Excerpted passage -
..........
Dear All -
The key idea here, which is a good one, is subgroupings of the
information in the header: 1) station information; 2) event
information; 3) data characteristics. A fourth item, not well-served
by the present SAC file structure, is more complete response
information.
Whether you express header information by <stel>500</stel> or <h
name="stel">500</h> is a stylistic choice. The DTD description is more
concise in the latter case.
On 31 Jan 2008, at 09:34, James Wookey wrote:
george<at>geology.bristol.ac.uk
The key idea here, which is a good one, is subgroupings of the
information in the header: 1) station information; 2) event
information; 3) data characteristics. A fourth item, not well-served
by the present SAC file structure, is more complete response
information.
Whether you express header information by <stel>500</stel> or <h
name="stel">500</h> is a stylistic choice. The DTD description is more
concise in the latter case.
On 31 Jan 2008, at 09:34, James Wookey wrote:
Hi Rob, George;George Helffrich
I can see the point that the data format currently proposed is a terse
one, basically a minimalist description of a set of SAC traces. This
does have some significant advantages: it is efficient in file size,
and it provides a direct connection to the header variables which,
after all, SAC users (as well as programmers) still have to refer to
by their short name. I don't think we should go the KML route, which
as George says, makes my eyes water with all the detail that is
required. As a 'consultation' format for SACML it is well designed, as
it is simple to understand and is conceptually very close to the
binary SAC format, and George has done sterling work implementing it.
..........
Record set -
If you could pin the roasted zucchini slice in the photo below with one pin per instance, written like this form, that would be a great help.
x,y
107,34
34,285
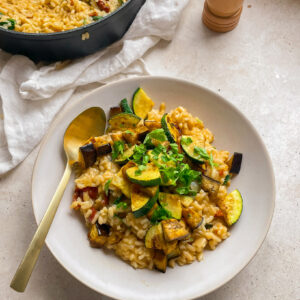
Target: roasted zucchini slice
x,y
148,177
172,203
170,129
125,157
210,186
141,103
188,144
141,203
154,138
125,106
174,230
235,163
192,218
160,261
123,121
98,235
87,155
186,201
232,206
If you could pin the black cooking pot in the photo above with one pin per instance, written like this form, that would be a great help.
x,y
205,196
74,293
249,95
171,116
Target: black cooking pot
x,y
73,43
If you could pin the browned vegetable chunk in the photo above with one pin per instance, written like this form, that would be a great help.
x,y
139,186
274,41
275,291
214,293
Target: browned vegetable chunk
x,y
87,155
98,235
175,253
142,132
130,136
104,149
160,261
192,218
210,186
170,247
115,110
152,124
174,230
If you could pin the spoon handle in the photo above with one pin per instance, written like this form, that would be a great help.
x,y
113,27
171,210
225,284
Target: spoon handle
x,y
25,268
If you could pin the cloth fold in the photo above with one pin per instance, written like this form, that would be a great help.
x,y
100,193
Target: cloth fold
x,y
31,95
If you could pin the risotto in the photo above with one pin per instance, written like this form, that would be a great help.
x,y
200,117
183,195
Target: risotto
x,y
153,189
46,16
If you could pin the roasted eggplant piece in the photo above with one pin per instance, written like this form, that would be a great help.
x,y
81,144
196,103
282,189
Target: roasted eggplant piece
x,y
210,186
115,110
235,163
142,134
87,155
98,235
192,218
174,230
154,238
160,261
172,203
104,149
175,253
170,247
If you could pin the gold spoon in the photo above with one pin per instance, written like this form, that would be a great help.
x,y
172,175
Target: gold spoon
x,y
89,123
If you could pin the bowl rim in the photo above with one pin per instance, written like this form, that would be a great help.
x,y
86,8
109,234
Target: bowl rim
x,y
65,110
64,34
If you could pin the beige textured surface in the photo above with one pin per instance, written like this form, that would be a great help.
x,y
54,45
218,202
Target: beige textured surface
x,y
256,67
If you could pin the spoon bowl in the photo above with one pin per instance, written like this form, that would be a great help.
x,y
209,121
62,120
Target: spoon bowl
x,y
90,122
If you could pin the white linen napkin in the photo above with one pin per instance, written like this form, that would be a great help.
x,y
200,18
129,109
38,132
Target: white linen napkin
x,y
32,95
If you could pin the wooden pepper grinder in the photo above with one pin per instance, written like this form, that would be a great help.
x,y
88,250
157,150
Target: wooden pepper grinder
x,y
222,15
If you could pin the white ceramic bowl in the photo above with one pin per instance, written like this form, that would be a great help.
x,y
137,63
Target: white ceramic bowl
x,y
106,273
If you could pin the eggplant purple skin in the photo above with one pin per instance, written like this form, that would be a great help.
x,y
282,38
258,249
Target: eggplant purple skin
x,y
104,149
89,154
236,163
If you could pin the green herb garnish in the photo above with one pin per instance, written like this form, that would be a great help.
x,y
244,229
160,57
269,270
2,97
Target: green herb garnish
x,y
106,186
118,148
122,205
96,18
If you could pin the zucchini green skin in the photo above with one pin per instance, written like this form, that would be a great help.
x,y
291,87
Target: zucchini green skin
x,y
123,121
172,203
170,131
125,157
189,149
125,106
232,207
147,207
141,103
148,177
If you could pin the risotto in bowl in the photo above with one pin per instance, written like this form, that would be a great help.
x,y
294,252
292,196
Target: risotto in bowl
x,y
153,188
171,202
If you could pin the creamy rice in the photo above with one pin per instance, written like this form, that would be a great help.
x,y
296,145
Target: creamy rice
x,y
127,233
47,16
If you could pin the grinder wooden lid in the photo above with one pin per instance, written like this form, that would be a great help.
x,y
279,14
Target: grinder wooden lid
x,y
220,24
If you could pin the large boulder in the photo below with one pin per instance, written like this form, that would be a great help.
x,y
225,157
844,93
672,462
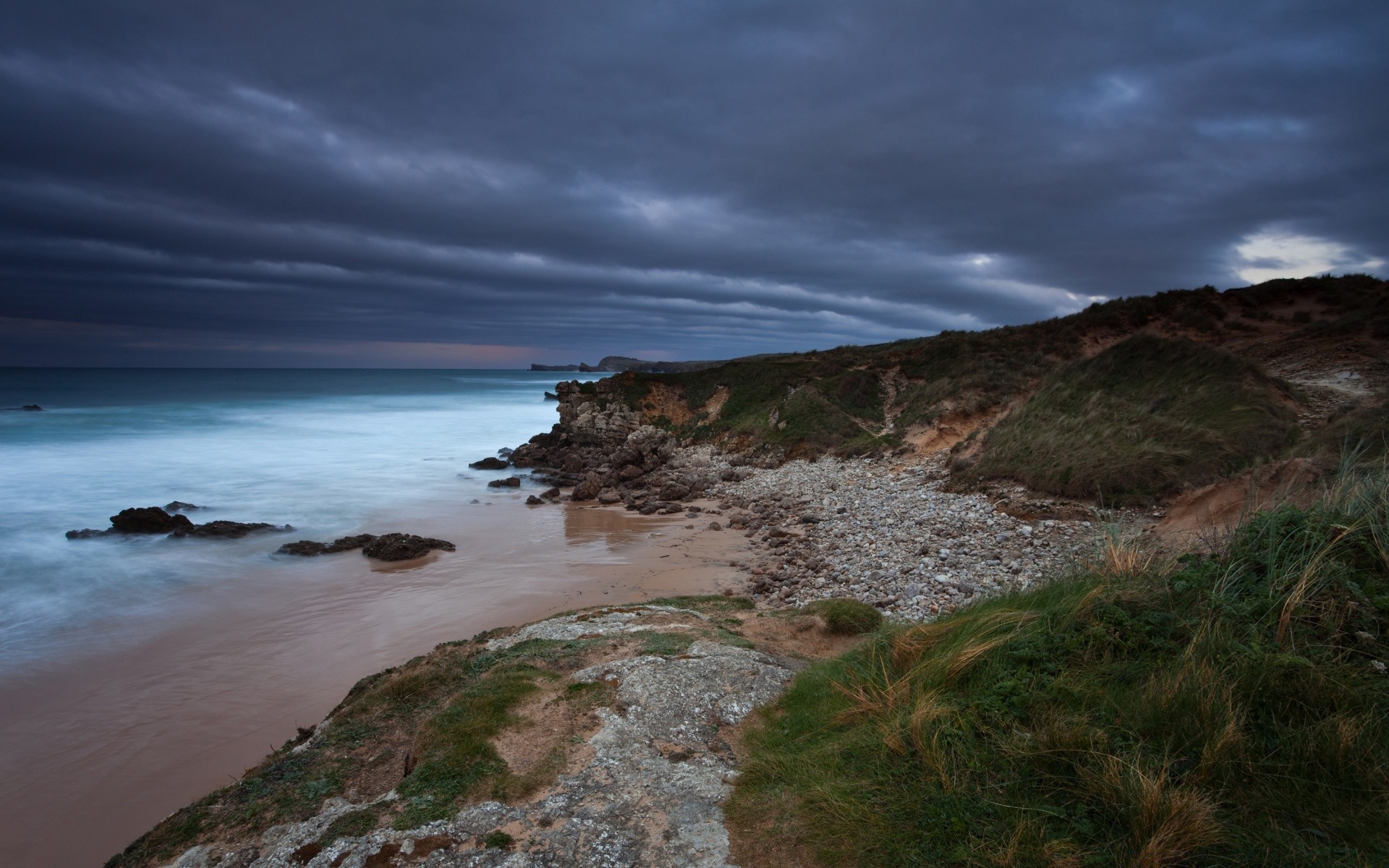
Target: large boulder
x,y
229,529
674,490
305,548
588,489
610,496
148,520
403,546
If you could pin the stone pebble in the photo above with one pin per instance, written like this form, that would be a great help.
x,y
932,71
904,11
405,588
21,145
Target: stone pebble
x,y
889,537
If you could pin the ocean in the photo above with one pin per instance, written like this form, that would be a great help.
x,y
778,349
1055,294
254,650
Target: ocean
x,y
324,451
138,674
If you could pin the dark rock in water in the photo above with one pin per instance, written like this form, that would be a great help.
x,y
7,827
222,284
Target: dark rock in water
x,y
674,490
305,548
148,520
347,543
153,520
226,529
403,546
588,489
88,534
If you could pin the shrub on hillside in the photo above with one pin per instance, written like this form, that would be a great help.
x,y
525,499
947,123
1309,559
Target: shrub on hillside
x,y
1223,710
846,617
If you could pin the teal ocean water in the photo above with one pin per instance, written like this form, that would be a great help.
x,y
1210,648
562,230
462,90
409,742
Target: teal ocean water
x,y
324,451
138,674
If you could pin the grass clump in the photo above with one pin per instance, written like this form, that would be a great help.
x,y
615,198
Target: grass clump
x,y
666,644
498,841
454,746
1221,710
706,603
846,617
1138,421
353,824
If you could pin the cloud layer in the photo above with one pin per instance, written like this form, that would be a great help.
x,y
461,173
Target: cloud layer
x,y
478,184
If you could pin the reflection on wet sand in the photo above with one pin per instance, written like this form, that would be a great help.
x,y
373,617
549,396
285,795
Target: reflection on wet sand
x,y
616,528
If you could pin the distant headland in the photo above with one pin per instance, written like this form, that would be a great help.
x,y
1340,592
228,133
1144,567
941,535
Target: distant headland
x,y
616,365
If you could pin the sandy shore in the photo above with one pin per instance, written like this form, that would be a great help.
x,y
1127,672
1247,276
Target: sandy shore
x,y
153,714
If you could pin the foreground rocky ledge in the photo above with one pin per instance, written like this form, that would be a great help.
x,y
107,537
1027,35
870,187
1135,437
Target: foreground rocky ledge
x,y
641,780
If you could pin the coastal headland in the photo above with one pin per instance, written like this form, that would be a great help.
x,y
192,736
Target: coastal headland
x,y
1079,592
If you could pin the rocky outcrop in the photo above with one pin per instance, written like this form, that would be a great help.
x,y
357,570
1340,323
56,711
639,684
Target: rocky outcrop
x,y
613,365
148,520
404,546
307,548
229,529
385,548
645,791
153,520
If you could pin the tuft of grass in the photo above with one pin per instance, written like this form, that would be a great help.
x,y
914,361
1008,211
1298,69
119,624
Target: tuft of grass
x,y
846,617
498,841
666,644
353,824
708,603
1221,710
166,841
1138,421
454,749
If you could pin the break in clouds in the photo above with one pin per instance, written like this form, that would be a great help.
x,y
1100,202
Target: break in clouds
x,y
486,185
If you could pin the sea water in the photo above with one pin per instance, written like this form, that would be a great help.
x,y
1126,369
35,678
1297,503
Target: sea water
x,y
324,451
139,673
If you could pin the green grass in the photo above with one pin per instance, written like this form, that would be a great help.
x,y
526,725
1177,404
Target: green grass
x,y
1138,421
666,644
846,617
706,603
353,824
1213,712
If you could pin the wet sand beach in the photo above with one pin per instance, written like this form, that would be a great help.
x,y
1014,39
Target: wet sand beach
x,y
155,712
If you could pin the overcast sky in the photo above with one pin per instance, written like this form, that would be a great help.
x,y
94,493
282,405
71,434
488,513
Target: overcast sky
x,y
451,184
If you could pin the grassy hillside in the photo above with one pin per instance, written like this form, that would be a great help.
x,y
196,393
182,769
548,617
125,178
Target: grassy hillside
x,y
1159,407
1228,710
1139,420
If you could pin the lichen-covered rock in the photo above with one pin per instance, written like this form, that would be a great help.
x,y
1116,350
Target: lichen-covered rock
x,y
598,623
403,546
647,795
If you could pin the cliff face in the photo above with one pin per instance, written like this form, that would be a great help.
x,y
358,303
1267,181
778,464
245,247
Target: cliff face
x,y
592,738
1013,403
614,365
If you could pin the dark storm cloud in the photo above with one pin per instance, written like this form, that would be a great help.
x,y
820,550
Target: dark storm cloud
x,y
436,182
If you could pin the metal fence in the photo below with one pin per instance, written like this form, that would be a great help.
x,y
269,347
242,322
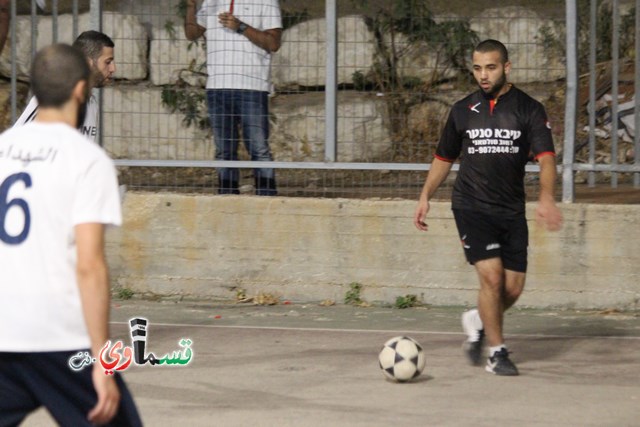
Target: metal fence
x,y
349,118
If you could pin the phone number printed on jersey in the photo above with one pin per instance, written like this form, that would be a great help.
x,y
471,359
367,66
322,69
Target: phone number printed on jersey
x,y
492,149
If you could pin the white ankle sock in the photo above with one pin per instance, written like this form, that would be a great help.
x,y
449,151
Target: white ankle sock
x,y
494,350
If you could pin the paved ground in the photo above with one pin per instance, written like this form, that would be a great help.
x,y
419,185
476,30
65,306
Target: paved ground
x,y
306,365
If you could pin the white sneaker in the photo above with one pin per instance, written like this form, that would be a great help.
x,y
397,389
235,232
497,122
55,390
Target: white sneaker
x,y
472,325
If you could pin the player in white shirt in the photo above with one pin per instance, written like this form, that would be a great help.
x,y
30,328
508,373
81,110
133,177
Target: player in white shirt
x,y
99,50
58,192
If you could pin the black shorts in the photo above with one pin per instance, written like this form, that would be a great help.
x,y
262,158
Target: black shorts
x,y
31,380
489,236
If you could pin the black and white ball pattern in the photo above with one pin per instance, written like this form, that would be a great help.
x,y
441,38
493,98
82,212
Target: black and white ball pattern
x,y
402,359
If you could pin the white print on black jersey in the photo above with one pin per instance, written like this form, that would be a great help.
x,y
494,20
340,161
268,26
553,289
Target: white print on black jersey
x,y
494,140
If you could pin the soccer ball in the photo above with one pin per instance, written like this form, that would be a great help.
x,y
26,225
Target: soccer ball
x,y
401,359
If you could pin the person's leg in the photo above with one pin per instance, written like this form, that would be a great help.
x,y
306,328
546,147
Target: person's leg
x,y
255,132
16,402
491,275
224,124
69,395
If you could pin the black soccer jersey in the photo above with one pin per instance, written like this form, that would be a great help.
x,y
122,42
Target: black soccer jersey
x,y
494,140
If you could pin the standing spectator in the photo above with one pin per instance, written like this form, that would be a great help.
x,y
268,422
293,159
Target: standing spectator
x,y
99,50
58,192
241,36
493,131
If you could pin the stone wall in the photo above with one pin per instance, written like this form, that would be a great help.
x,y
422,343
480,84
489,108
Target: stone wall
x,y
312,249
150,54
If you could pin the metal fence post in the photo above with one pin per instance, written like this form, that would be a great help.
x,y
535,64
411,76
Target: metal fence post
x,y
571,107
636,133
95,13
615,72
54,21
592,89
331,86
14,71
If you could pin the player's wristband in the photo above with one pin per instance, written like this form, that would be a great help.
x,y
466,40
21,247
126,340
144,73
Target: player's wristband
x,y
242,28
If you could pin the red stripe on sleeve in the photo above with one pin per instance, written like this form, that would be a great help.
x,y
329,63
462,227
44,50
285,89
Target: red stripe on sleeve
x,y
444,159
544,153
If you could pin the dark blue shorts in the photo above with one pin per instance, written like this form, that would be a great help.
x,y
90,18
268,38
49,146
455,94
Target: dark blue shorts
x,y
488,236
31,380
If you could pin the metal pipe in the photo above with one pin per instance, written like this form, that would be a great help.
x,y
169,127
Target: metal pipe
x,y
74,12
54,21
615,72
34,27
95,13
636,136
331,85
249,164
14,72
571,106
592,89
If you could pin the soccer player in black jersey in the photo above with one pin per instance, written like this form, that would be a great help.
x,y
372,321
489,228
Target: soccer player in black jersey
x,y
494,132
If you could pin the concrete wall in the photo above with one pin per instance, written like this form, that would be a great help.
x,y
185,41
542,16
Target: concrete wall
x,y
311,249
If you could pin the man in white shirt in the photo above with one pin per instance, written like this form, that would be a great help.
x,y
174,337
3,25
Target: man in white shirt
x,y
58,192
241,36
99,50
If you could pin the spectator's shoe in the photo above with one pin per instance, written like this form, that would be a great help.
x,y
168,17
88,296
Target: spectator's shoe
x,y
500,364
475,336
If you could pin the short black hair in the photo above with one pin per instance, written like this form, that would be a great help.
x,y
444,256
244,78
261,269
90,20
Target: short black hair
x,y
55,71
92,42
491,45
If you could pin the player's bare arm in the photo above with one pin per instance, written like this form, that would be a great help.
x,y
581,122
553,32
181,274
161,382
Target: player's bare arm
x,y
437,174
269,40
547,212
93,283
192,30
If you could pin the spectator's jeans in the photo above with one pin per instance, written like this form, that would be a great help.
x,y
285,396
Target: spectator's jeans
x,y
229,108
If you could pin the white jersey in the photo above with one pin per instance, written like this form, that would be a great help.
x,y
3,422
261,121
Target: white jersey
x,y
89,128
233,62
51,179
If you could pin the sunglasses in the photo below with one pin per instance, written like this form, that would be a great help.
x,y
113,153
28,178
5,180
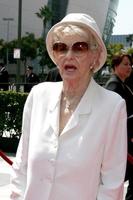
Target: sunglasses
x,y
78,48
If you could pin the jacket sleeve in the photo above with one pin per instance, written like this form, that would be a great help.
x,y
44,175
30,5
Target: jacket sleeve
x,y
19,167
115,156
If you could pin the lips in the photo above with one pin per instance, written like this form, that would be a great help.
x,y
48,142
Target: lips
x,y
70,67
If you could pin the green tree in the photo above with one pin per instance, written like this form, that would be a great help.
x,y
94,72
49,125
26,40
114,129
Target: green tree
x,y
46,15
129,39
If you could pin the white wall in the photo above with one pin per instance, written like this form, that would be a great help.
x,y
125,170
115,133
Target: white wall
x,y
96,8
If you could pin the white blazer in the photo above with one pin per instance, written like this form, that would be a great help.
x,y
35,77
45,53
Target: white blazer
x,y
86,162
..........
Aim - Write the next part of the thread about the XML format for SAC file headers, starting right after the sentence ending "George has done sterling work implementing it."

The result -
However, in the longer term, I can also see the value in a limited
expansion of the structure of SACML, if it is going to represent a
large step forward in the SAC file format. If we are going to pay the
price of adopting a verbose format like XML (and I think we should) we
might as well try to reap some of the rewards, and also build enough
flexibility into the format to allow incorporation of future things
(even if they are currently ignored by the current input routines -
the ability to do that is one of the advantages of XML). It seems to
me that one thing worth considering is structuring the header. So one
possible format might look like:
<sacdataset>
<trace>
<header>
<station>
<kstnm>TEST</kstnm>
<stla>40</stla>
...
</station>
<event>
<evla>-20</evla>
...
</event>
<trace_info>
<delta>0.05</delta>
...
</trace_info>
</header>
<data>
...
</data>
</trace>
</sacdataset>
This has the advantage of still being easy to 'one-sweep' read with
event-driven parsers like SAX (because you simply ignore the container
elements), plus providing a more object-oriented format for use with
parsers like DOM or xpath. We might also want to include/allow a
subgrouping of traces within the file: a <tracegroup> container
element for example.
Cheers,
James
On 31 Jan 2008, at 08:38, George Helffrich wrote:
Dear Rob -
The XML DTD is versioned, and one could imagine defining a new DTD
with alternative element groupings that would reflect the data
structure. One can obsess in describing data details, and one view
won't necessarily coincide with another person or community's view.
Google Earth's KML comes to mind -- unbelievably baroque for putting
points on a map for a seismologist, but probably glibly expressive
for GISers.
Another view to take of the data is programming semantics, however.
Programmers see 1) header variables that are peeked and poked at; 2)
data. That was the view I took of the present DTD definition.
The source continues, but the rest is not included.